• [Input rows]
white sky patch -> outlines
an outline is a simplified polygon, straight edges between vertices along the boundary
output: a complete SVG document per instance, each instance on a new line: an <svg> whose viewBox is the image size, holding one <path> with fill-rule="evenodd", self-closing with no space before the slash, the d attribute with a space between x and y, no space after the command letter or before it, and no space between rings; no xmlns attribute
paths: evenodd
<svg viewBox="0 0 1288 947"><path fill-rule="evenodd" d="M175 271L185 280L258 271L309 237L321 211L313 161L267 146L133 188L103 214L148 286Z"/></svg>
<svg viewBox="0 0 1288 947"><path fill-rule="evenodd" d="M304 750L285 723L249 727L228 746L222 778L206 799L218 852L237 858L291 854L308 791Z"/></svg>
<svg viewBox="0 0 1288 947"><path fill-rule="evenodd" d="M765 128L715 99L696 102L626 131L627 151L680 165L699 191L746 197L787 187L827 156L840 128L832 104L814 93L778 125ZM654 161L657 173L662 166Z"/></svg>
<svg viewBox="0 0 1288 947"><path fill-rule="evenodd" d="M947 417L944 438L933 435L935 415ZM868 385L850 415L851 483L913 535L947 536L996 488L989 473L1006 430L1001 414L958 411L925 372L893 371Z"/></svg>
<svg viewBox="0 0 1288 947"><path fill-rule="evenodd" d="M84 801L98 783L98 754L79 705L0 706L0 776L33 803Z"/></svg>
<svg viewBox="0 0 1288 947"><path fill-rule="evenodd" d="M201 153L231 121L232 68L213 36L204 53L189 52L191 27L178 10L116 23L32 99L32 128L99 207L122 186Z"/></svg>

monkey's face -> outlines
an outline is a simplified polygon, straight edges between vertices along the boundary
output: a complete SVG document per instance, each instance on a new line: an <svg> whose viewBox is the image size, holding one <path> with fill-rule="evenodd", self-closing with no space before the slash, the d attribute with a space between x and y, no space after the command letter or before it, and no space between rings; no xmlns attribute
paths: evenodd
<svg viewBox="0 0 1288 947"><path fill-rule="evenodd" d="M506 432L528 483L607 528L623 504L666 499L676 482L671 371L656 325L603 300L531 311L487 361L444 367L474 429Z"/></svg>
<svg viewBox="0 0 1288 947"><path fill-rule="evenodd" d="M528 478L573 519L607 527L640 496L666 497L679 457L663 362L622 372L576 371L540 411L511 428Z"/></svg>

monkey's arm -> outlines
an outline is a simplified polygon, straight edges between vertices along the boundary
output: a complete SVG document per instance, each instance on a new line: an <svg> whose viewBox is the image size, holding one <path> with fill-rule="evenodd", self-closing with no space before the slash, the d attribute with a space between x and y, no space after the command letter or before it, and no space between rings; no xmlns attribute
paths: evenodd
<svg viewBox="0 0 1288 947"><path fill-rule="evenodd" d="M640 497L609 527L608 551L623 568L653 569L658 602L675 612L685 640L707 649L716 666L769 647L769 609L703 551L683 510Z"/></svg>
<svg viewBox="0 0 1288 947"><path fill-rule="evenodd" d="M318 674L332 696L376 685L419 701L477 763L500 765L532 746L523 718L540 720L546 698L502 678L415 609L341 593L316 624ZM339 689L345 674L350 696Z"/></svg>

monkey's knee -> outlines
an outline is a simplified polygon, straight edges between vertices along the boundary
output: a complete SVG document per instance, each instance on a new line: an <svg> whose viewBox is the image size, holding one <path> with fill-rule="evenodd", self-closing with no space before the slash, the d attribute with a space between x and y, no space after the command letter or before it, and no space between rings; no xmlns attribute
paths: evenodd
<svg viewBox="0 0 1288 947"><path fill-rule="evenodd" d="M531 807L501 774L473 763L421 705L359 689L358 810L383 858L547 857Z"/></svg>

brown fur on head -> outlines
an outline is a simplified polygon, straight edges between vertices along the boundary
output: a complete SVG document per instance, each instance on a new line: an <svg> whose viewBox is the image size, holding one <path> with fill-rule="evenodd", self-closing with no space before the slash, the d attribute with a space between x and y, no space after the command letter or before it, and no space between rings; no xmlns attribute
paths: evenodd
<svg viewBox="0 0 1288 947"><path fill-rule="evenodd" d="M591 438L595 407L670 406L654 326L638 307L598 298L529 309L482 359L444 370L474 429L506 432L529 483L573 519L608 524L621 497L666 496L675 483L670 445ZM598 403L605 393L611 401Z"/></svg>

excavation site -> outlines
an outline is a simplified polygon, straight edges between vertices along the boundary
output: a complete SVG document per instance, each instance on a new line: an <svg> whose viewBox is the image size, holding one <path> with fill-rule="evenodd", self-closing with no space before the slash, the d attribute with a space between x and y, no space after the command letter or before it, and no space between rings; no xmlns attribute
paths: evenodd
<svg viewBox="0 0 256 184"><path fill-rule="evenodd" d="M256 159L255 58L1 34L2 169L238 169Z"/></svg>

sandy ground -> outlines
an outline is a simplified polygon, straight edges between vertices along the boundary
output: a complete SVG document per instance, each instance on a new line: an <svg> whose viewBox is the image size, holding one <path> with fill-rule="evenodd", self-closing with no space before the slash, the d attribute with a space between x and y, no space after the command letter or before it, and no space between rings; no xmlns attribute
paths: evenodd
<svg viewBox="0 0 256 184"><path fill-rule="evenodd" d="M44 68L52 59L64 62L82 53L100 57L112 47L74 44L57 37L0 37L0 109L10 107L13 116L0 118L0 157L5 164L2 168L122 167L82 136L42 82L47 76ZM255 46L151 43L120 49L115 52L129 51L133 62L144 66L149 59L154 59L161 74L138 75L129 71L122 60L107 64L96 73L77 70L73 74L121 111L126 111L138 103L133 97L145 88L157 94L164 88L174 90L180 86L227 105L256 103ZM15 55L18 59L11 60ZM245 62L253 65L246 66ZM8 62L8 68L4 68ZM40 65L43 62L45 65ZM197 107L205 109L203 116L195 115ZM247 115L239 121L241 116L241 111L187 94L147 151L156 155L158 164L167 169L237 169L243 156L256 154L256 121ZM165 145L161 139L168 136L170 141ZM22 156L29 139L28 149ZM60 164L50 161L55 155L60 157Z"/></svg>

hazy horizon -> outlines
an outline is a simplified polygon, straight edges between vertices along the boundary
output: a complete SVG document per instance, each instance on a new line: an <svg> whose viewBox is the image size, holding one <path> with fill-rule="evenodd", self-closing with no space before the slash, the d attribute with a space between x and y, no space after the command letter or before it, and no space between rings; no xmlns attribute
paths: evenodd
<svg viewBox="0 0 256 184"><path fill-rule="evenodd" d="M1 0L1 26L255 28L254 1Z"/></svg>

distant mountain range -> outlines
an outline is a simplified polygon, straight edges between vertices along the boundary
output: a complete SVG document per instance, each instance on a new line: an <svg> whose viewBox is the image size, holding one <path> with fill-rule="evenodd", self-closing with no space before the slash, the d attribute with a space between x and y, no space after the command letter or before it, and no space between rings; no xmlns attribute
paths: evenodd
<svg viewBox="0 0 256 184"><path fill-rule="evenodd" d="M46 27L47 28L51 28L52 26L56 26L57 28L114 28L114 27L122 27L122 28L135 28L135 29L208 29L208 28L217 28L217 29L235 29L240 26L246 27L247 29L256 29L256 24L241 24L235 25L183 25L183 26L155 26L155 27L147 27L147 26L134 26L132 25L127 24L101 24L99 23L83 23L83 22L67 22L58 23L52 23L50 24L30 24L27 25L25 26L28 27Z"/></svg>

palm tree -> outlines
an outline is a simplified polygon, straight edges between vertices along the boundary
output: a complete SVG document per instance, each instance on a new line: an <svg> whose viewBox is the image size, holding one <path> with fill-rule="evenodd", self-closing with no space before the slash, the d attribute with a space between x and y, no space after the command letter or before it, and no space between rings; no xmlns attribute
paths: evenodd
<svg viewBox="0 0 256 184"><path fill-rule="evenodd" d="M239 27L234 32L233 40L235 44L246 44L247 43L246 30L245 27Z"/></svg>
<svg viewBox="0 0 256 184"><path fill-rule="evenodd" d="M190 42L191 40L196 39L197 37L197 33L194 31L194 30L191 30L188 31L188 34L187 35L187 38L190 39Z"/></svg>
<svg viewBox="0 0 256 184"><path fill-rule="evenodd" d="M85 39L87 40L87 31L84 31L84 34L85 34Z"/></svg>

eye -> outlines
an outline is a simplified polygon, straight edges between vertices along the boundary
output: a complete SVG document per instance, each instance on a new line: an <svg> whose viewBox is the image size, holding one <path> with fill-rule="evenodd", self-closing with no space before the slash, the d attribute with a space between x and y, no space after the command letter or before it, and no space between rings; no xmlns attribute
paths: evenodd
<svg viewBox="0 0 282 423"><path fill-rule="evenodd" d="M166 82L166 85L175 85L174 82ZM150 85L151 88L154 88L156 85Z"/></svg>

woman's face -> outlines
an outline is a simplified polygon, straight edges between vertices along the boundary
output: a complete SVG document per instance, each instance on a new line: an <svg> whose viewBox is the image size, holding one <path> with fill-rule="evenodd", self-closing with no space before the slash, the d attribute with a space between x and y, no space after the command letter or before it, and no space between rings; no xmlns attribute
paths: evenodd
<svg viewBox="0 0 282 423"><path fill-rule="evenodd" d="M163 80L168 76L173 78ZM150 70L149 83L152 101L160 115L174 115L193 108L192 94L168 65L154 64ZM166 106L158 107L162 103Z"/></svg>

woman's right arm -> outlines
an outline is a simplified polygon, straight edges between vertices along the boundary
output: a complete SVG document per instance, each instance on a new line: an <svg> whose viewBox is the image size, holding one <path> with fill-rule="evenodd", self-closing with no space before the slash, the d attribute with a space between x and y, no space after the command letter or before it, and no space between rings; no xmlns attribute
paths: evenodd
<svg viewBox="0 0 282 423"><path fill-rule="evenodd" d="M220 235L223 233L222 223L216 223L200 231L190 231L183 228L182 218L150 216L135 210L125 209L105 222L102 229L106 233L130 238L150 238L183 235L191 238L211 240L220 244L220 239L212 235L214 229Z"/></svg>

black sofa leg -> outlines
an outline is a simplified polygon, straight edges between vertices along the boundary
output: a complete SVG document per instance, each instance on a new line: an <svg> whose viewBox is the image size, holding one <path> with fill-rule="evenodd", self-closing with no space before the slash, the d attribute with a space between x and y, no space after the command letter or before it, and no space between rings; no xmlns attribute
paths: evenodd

• [Task brief] Write out the lines above from the one containing "black sofa leg -> outlines" through the last, exactly as they are.

• [Finished task]
black sofa leg -> outlines
an outline is a simplified polygon, straight edges between vertices along the boundary
output: a complete SVG document per instance, each instance on a new line: an <svg> whose viewBox is the image size, holding one <path> with fill-rule="evenodd", self-closing with no space before the slash, the d attribute with a space between x and y, no space after the command letter or before it, and no space between rings; no xmlns attribute
paths: evenodd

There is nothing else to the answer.